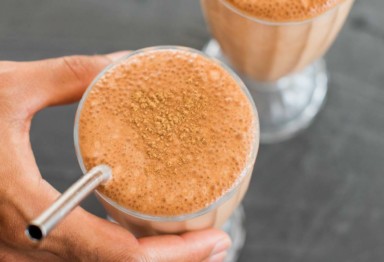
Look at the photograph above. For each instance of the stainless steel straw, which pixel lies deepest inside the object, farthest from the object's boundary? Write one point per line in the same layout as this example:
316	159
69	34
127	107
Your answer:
40	227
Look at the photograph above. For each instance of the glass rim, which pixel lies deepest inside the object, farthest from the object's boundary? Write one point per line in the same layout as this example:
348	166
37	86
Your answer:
286	23
250	157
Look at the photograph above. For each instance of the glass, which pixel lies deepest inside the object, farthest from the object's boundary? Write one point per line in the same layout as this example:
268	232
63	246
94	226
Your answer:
214	215
280	62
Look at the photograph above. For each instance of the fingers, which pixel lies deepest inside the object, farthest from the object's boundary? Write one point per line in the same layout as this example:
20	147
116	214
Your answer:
199	246
62	80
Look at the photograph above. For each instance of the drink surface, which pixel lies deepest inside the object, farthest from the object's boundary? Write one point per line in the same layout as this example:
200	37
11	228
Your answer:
284	10
175	127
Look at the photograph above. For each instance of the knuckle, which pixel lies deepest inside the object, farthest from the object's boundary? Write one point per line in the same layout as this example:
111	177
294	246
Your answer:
82	68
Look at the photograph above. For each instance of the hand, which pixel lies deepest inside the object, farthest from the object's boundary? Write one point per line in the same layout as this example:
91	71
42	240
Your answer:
25	88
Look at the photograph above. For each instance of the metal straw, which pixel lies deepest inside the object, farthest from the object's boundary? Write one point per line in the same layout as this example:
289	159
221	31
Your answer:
40	227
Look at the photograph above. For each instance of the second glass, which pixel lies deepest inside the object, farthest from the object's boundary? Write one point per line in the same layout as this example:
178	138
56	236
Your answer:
280	62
_ _ _ _ _ _ _
- [Job] Return all of the rows above verbatim, character for character, with the pictures omitted.

- [Answer to the problem]
Look at the photograph above. For each instance of the stainless steel straw, which pixel lies deepest inside the object, farthest from the object's boundary? Write one point per line in the same layout as this example:
316	159
69	34
127	107
Your answer:
40	227
Look at the photograph above. For each instance of the glass rim, which pixel lies deepest inside the object, farthest from the object's boundary? Write one point per line in the same layout as this example:
348	166
37	86
Your answer:
286	23
250	157
Look at the photograph above. For each instance of the glass, which pixel lies deepest inside the object, farthest from the object's boundary? Write one point per line in the same layout as this example:
268	232
63	246
94	226
Your answer:
214	215
280	62
Look at the photograph above. For each instance of the fingers, which pixel lies deepest inside the object, farthest from the object's boundary? Write one point per line in the same layout as this example:
20	147
116	214
Your answer:
199	246
62	80
Look at the photograph above. For each instance of the drink surface, which pixel lies deepest inside the object, farthest from the object's boundary? Write one point per line in the same layout as this example:
200	37
11	228
Your answer:
284	10
175	127
Look at the photograph above. For each instance of the knuckle, which pixel lies deepest inside the object, farthest from the object's boundary? Write one point per line in the same layout as this example:
111	177
294	246
Your answer:
82	68
Look at the photograph above. For each instance of the hand, which pixel lies deepest inside the object, farthest from the object's boundary? Write one point per line in the same layout as this example:
91	71
42	240
Your answer:
25	88
Look at the photograph above. For each instance of the metal straw, which pixel lies deepest inside the object, farthest from the object's boundary? Write one point per line in the same layout as this example:
289	159
221	31
Your answer:
40	227
Look at the photograph above. For each instance of the second glass, which pixel lies deepest inside the object, farthest from the object's boundary? Write one point per line in the same layout as this example:
178	138
56	236
Your answer:
280	62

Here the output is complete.